## Extract to read:
* Start *

Union Leader Correspondent

August 06. 2014 7:17PM
Nineteen-year-old Samuel Coffey of Dover walks out of a courtroom Wednesday during a break in his sexual assault trial in Strafford County Superior Court. (Mike Lawrence)

DOVER — A public defender questioned the female teen who said Samuel Coffey, 19, raped and choked her, suggesting her choices and actions indicated more willingness to participate in what occurred than she has acknowledged.

“Let’s be clear about how this started. It started with your conversation on Facebook,” and you agreeing to hang out with Coffey and get drunk, public defender Sarah Landres said to the teen on Wednesday, the second day of Coffey’s trial in Strafford County Superior Court.

Coffey faces 16 charges, including eight counts of aggravated felonious sexual assault, for allegedly forcing the teen to drink alcohol and then raping and choking her after picking her up near her home following a Facebook chat on the night of Dec. 16, 2012. Coffey had just turned 18 and the alleged victim was 16. She and Coffey went to high school together and had met through an extracurricular activity.

* End *

## Request 1:
Return the part of the court report that opens with the words containing "Union Leader Correspondent" and closes with "Superior Court. (Mike Lawrence)".
The rows below are unrelated to the court report.

## Input material:

* Start *

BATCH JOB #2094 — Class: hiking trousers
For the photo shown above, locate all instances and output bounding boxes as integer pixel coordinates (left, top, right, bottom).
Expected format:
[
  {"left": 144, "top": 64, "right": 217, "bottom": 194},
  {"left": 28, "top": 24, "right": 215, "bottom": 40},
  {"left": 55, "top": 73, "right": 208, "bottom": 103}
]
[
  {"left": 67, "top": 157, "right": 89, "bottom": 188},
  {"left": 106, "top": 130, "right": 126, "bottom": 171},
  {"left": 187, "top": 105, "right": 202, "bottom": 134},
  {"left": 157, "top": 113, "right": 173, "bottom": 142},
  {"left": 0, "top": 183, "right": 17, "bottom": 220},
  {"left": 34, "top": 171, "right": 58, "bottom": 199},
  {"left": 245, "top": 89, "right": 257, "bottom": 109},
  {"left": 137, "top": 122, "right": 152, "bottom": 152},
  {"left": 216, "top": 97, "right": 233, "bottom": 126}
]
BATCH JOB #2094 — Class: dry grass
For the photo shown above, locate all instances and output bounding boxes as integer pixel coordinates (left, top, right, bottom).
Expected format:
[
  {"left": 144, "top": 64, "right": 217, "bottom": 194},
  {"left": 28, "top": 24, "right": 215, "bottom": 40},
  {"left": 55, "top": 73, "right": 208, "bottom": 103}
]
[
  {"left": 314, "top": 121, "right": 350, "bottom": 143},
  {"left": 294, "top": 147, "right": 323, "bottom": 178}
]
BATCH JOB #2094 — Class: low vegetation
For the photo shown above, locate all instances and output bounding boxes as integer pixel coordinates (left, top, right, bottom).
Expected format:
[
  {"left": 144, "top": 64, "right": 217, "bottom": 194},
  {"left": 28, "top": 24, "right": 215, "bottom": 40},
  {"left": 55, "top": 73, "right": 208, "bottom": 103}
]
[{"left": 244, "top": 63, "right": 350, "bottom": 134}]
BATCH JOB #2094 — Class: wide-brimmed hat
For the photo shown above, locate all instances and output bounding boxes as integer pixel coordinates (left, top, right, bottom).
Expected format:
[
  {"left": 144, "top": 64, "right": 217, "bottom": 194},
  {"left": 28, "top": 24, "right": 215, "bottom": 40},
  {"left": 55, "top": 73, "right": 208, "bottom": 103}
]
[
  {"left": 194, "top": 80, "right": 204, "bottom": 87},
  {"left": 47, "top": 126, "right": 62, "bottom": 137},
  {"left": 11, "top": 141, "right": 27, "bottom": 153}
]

* End *

## Request 2:
Retype the rows above, starting with the line containing "BATCH JOB #2094 — Class: wide-brimmed hat" and continuing through the end of the rows.

## Exercise answer 1:
Union Leader Correspondent

August 06. 2014 7:17PM
Nineteen-year-old Samuel Coffey of Dover walks out of a courtroom Wednesday during a break in his sexual assault trial in Strafford County Superior Court. (Mike Lawrence)

## Exercise answer 2:
BATCH JOB #2094 — Class: wide-brimmed hat
For the photo shown above, locate all instances and output bounding boxes as integer pixel coordinates (left, top, right, bottom).
Expected format:
[
  {"left": 144, "top": 64, "right": 217, "bottom": 194},
  {"left": 28, "top": 24, "right": 215, "bottom": 40},
  {"left": 55, "top": 73, "right": 208, "bottom": 103}
]
[
  {"left": 194, "top": 80, "right": 204, "bottom": 87},
  {"left": 47, "top": 126, "right": 62, "bottom": 137},
  {"left": 11, "top": 141, "right": 27, "bottom": 153}
]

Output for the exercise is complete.